» **PROBLEM SET**
- a) Answer these questions about the correlated topic model page:
(i) What value does the page give nstart in control_list_ctm?
(ii) Which package does the page say offers many options to fine tune CTMs?
(iii) To which object are the corresponding CTMs added?
- b) Reproduce the part of the correlated topic model page starting with "In lack of any" and going on through "in one place.".

» **PAGE**
Correlated Topic Model

The topicmodels package provides a wide array of options to fine tune CTMs, but we will only increase the number of starts and stay with the defaults for the rest.
control_list_ctm <- list(
  seed = 5:9,
  nstart = 5,
  best = TRUE
)
In lack of any clue about the number of topics we stick with the algorithm derived suggestions for LDA. For convenience, we add the corresponding CTMs to the lemma_tm object to have everything in one place.
system.time(
  lemma_tm <- lemma_tm %>%
    mutate(ctm = map(k, 
                     function(k) CTM(
                       k=k, 
                       x=dtm_lemma,
                       control=control_list_ctm
                       )
                     )
           )
)

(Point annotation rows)
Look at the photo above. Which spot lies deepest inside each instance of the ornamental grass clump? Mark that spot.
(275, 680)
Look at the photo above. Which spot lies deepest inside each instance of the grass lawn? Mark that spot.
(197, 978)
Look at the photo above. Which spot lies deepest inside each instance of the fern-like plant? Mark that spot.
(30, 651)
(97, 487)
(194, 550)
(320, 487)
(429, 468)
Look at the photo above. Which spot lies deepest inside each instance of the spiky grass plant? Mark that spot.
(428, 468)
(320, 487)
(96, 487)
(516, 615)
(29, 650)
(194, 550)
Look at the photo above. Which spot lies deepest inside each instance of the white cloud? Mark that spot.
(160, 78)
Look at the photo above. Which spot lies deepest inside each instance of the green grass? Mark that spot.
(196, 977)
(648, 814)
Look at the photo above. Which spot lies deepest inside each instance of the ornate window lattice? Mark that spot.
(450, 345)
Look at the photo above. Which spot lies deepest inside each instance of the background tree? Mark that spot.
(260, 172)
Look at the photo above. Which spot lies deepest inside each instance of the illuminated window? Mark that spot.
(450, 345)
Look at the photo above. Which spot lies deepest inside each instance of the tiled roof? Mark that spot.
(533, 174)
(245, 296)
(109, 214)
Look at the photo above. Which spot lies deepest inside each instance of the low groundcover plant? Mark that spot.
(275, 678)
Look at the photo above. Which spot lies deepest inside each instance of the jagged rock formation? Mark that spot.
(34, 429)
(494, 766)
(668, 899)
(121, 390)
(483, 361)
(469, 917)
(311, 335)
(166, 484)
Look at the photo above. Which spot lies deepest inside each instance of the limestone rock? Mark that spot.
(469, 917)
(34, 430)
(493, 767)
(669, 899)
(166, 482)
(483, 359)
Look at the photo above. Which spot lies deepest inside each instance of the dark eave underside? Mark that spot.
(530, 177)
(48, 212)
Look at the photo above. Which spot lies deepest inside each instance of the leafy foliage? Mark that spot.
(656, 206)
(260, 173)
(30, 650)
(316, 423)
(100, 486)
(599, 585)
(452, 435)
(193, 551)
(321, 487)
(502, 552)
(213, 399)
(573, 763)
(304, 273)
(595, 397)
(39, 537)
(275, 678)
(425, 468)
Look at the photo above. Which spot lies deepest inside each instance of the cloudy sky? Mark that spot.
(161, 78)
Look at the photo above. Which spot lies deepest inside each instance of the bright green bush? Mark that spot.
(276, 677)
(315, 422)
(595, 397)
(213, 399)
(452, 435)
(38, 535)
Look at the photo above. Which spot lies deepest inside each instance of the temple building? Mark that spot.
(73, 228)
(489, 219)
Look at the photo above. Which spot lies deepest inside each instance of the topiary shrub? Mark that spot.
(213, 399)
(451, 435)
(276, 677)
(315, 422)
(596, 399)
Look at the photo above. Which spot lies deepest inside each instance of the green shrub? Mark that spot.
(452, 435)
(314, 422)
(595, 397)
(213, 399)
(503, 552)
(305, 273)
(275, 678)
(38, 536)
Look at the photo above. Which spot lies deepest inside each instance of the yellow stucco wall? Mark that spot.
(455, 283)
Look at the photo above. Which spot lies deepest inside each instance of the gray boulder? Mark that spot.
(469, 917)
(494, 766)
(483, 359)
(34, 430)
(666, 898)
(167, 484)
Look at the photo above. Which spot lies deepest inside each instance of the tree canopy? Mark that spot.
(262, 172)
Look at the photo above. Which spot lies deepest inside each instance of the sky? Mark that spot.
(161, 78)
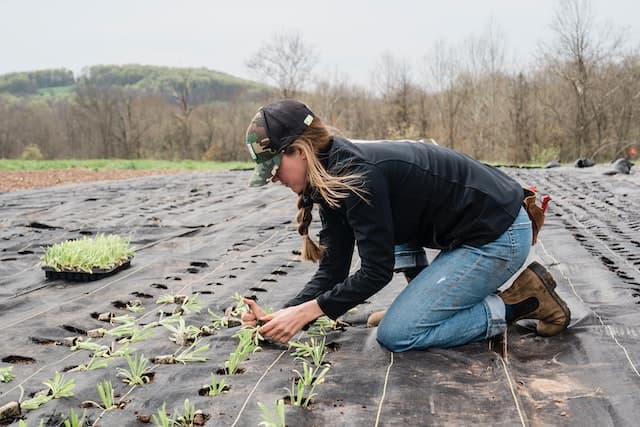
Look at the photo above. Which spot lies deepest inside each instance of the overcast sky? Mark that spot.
(349, 35)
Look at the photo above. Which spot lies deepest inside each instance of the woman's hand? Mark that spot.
(282, 325)
(251, 317)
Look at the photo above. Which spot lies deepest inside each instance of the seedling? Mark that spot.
(314, 350)
(302, 388)
(191, 355)
(166, 299)
(275, 419)
(130, 332)
(323, 325)
(35, 403)
(138, 372)
(162, 419)
(121, 320)
(105, 391)
(182, 334)
(135, 308)
(217, 387)
(73, 420)
(102, 252)
(218, 322)
(96, 362)
(249, 339)
(239, 306)
(91, 346)
(191, 304)
(188, 415)
(58, 388)
(6, 375)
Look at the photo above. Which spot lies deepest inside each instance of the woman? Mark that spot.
(405, 195)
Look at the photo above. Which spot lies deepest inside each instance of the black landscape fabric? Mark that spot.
(208, 233)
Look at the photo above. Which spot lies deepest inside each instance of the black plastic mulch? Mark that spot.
(208, 234)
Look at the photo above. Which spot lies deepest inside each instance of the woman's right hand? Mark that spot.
(251, 317)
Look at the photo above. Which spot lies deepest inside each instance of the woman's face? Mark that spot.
(293, 170)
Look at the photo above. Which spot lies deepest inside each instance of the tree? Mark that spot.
(286, 60)
(578, 54)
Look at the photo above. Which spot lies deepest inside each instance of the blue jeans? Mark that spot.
(454, 301)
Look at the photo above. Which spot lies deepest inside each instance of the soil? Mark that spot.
(22, 180)
(241, 240)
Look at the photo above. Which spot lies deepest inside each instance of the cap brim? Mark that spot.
(264, 171)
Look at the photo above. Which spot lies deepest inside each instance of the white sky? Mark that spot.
(349, 35)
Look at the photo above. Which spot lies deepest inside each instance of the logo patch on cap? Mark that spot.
(308, 120)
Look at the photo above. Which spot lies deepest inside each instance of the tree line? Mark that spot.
(580, 97)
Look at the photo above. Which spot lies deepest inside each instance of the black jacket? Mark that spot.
(419, 193)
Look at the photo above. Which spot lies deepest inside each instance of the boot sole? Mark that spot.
(550, 283)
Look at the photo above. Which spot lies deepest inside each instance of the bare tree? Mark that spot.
(448, 82)
(285, 60)
(577, 56)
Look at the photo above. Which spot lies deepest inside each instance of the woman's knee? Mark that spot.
(393, 338)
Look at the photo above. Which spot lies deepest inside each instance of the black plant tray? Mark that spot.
(82, 276)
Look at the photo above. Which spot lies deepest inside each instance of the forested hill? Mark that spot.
(205, 85)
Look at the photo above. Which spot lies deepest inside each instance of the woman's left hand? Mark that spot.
(282, 325)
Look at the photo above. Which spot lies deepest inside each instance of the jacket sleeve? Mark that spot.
(337, 237)
(372, 225)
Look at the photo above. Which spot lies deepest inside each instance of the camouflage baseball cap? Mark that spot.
(272, 129)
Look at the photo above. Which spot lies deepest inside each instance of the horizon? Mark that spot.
(161, 34)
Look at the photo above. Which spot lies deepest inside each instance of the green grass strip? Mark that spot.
(96, 164)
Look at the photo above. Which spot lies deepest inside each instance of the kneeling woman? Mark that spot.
(384, 195)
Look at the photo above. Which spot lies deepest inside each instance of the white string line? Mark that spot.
(513, 392)
(608, 328)
(384, 390)
(264, 374)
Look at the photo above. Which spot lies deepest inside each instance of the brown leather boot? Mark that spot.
(374, 319)
(551, 311)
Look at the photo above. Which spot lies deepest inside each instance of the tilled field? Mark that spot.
(207, 234)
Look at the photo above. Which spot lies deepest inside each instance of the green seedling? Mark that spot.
(87, 254)
(324, 325)
(239, 306)
(218, 322)
(130, 332)
(248, 340)
(161, 418)
(35, 403)
(135, 308)
(73, 420)
(166, 299)
(138, 370)
(122, 320)
(314, 350)
(6, 375)
(96, 362)
(191, 304)
(186, 419)
(181, 333)
(302, 388)
(217, 387)
(96, 348)
(105, 391)
(275, 419)
(191, 355)
(58, 388)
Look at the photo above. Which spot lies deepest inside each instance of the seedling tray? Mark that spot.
(83, 276)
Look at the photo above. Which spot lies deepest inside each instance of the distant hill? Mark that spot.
(205, 85)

» **SOLUTIONS TO THE TASKS**
- a)
(i) 5
(ii) topicmodels
(iii) lemma_tm

- b)
In lack of any clue about the number of topics we stick with the algorithm derived suggestions for LDA. For convenience, we add the corresponding CTMs to the lemma_tm object to have everything in one place.